- [What this task involves] Return each line below that contains the word "flower", copied in full.
◇ ◇ ◇
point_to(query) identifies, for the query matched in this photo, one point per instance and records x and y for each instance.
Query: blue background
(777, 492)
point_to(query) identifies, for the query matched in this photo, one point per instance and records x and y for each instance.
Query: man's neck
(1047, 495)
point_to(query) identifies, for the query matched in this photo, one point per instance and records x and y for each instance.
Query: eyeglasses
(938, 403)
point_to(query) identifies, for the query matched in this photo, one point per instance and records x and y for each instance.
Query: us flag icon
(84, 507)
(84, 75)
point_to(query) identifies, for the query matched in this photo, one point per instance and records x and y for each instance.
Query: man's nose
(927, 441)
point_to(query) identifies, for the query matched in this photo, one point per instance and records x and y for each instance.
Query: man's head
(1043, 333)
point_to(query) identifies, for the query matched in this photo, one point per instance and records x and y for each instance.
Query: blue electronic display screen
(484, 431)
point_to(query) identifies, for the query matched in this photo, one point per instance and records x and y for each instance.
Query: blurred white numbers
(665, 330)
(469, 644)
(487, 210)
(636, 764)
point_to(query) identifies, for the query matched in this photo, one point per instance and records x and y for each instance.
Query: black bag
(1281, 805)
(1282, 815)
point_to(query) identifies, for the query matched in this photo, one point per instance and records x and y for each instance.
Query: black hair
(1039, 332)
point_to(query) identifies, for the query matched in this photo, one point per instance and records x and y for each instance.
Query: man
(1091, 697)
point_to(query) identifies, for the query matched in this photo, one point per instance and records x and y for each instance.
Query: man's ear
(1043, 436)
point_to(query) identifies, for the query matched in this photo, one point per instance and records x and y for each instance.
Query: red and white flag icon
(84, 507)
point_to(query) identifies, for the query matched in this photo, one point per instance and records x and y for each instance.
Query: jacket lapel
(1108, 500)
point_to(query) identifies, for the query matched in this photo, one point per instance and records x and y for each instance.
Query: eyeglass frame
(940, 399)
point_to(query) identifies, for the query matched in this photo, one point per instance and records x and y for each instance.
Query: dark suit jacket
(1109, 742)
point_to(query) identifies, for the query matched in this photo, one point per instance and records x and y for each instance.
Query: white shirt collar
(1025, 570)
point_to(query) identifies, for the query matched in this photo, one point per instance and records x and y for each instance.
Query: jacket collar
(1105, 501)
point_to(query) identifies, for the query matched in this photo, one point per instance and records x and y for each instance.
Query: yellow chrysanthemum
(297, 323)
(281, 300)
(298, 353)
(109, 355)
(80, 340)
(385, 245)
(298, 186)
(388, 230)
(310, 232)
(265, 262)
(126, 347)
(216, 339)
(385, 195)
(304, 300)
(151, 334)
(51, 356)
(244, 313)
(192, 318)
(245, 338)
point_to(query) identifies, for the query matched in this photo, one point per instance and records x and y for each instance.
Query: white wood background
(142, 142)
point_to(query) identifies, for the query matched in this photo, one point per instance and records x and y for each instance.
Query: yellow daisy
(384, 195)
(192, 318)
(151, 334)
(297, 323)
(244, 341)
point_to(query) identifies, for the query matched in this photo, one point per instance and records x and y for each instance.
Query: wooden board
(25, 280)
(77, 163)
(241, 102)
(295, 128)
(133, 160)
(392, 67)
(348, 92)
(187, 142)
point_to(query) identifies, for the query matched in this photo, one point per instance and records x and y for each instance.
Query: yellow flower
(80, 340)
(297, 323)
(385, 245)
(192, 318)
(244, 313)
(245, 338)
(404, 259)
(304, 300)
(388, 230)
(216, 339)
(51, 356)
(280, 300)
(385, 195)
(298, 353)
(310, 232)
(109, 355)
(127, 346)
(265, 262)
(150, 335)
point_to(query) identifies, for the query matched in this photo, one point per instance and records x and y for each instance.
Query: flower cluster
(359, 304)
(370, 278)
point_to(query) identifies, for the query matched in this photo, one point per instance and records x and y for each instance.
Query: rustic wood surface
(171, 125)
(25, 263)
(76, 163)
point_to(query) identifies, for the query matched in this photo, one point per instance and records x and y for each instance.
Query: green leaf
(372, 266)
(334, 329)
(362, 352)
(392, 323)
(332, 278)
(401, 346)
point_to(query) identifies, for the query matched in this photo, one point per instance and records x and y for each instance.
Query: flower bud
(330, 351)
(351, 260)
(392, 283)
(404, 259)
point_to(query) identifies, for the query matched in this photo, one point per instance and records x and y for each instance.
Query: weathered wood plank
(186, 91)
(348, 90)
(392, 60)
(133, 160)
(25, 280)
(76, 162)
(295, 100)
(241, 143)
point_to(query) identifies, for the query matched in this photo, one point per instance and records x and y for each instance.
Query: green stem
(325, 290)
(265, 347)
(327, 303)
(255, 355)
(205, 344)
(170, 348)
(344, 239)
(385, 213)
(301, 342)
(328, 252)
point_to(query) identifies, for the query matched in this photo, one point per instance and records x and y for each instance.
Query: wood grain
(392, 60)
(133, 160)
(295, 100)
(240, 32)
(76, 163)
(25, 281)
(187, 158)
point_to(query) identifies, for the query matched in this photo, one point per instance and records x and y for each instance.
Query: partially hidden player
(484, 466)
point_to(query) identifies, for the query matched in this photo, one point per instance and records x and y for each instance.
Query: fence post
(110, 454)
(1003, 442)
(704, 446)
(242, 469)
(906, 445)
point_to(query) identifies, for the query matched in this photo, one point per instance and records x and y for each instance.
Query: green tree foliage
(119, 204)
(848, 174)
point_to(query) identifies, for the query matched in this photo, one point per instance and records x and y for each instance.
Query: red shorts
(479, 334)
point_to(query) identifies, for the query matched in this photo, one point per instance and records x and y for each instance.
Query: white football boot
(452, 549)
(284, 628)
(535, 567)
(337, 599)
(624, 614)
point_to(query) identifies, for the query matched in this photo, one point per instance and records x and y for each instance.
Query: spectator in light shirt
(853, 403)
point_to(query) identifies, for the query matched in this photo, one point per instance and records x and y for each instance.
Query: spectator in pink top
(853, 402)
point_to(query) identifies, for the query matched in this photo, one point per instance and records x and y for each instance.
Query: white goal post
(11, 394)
◇ ◇ ◇
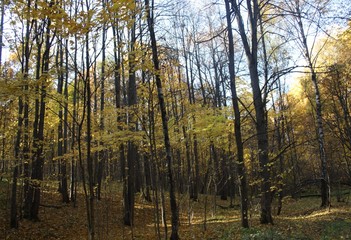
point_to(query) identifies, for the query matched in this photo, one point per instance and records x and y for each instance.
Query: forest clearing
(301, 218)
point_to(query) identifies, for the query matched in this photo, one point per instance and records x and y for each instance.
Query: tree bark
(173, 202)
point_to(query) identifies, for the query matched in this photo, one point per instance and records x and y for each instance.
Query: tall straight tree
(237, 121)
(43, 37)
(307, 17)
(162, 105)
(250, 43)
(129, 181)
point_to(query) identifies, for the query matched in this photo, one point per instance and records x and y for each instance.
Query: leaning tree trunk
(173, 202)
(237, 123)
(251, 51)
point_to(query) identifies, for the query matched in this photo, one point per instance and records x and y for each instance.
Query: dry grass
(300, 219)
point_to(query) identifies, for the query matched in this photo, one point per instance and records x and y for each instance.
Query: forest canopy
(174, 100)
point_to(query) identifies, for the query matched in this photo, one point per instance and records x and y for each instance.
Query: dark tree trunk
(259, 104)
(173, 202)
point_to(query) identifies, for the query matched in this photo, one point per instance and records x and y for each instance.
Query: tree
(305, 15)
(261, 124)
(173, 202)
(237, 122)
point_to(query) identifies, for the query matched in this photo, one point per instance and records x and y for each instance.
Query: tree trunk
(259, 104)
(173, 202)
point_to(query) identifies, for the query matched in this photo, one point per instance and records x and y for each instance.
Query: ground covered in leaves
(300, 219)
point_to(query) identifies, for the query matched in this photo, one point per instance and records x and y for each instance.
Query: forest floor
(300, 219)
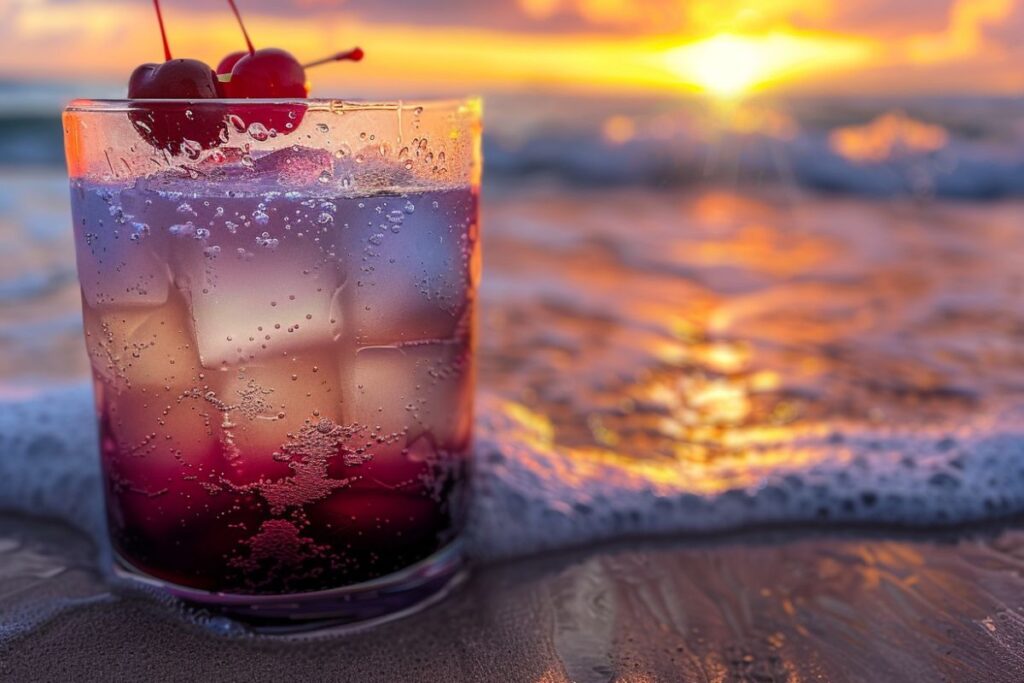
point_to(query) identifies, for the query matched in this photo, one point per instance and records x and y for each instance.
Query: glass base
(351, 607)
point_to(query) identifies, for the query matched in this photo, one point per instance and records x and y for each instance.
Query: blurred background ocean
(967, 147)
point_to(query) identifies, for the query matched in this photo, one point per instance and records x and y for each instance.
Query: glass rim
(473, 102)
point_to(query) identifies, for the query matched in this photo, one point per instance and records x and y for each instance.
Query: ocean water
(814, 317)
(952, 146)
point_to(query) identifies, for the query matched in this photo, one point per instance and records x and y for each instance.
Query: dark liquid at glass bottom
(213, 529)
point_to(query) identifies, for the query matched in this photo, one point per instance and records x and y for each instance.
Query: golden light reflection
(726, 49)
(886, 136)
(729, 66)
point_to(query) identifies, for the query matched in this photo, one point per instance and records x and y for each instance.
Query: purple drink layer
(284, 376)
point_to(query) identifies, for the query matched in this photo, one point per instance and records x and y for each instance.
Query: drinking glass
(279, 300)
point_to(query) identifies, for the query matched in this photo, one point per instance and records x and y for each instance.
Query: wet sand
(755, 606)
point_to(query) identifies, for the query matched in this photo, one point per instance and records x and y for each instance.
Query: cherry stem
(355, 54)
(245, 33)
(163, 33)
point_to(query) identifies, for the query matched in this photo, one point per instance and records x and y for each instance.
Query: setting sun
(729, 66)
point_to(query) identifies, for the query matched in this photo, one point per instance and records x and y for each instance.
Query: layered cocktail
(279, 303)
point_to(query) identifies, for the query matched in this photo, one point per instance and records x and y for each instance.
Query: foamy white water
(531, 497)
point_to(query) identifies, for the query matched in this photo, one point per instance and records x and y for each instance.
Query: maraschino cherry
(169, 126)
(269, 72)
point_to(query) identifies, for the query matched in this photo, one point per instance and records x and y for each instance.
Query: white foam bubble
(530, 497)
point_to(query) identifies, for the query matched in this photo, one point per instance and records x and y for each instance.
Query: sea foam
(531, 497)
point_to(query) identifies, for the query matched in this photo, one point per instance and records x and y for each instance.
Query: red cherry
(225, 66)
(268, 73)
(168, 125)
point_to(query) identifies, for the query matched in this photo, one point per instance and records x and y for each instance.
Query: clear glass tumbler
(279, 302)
◇ ◇ ◇
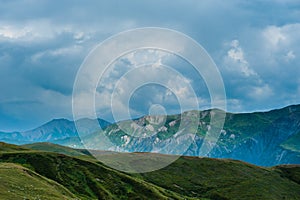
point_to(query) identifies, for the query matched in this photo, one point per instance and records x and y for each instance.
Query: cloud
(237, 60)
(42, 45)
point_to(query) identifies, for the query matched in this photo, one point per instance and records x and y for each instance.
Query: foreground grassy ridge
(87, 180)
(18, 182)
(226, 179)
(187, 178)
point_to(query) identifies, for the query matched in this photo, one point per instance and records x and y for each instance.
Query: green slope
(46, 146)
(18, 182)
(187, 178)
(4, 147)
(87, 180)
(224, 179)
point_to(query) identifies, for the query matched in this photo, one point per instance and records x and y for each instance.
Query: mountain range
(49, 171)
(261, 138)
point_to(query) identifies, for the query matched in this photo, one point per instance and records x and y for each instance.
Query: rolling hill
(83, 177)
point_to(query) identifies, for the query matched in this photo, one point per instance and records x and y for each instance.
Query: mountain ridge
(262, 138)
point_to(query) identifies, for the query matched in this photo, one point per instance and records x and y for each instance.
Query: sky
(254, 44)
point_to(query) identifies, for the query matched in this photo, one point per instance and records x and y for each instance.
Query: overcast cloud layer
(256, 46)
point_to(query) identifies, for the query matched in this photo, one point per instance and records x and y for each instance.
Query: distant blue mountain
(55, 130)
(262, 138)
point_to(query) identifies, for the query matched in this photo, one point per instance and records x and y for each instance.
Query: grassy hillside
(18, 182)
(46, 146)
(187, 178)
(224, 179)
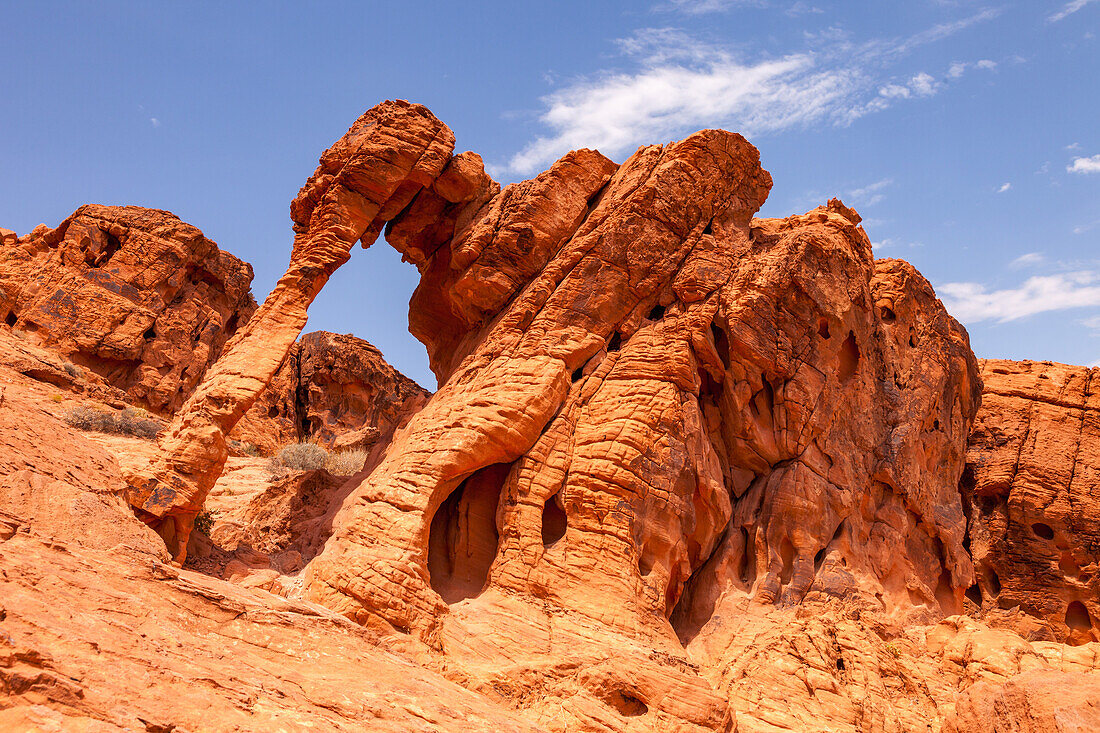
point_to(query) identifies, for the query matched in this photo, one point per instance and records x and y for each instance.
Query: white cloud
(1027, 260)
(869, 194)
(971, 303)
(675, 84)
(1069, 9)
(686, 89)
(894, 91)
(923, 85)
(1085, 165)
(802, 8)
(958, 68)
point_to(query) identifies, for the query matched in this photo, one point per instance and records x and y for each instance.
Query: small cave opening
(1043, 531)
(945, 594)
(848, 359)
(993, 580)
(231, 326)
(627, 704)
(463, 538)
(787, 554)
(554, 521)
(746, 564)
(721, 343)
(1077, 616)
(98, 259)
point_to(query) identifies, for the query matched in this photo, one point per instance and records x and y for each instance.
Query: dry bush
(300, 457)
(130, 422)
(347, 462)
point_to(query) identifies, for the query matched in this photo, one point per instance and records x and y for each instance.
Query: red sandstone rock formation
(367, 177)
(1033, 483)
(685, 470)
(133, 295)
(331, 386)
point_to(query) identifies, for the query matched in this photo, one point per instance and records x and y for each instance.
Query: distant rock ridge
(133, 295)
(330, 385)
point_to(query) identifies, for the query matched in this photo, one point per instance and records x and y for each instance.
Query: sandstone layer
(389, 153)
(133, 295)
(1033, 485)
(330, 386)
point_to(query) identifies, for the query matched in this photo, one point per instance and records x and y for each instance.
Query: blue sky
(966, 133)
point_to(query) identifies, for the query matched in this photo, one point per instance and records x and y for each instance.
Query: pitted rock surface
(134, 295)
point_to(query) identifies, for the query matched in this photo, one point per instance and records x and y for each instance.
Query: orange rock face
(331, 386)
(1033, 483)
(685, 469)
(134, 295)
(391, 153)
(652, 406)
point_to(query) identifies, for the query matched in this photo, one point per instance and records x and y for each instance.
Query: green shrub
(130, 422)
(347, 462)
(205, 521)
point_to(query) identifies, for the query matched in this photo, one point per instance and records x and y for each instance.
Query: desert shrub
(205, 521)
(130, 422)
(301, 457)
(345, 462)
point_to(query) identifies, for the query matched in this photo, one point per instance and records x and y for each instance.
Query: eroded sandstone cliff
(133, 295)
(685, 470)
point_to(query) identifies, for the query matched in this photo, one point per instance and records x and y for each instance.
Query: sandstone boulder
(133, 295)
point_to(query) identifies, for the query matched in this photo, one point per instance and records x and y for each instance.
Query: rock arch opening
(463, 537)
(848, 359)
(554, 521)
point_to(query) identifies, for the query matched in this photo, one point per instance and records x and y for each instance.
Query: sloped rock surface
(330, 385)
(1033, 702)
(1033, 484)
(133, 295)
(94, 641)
◇ ◇ ◇
- [Answer to the task]
Query: yellow flower
Query: flower cluster
Query: flower bud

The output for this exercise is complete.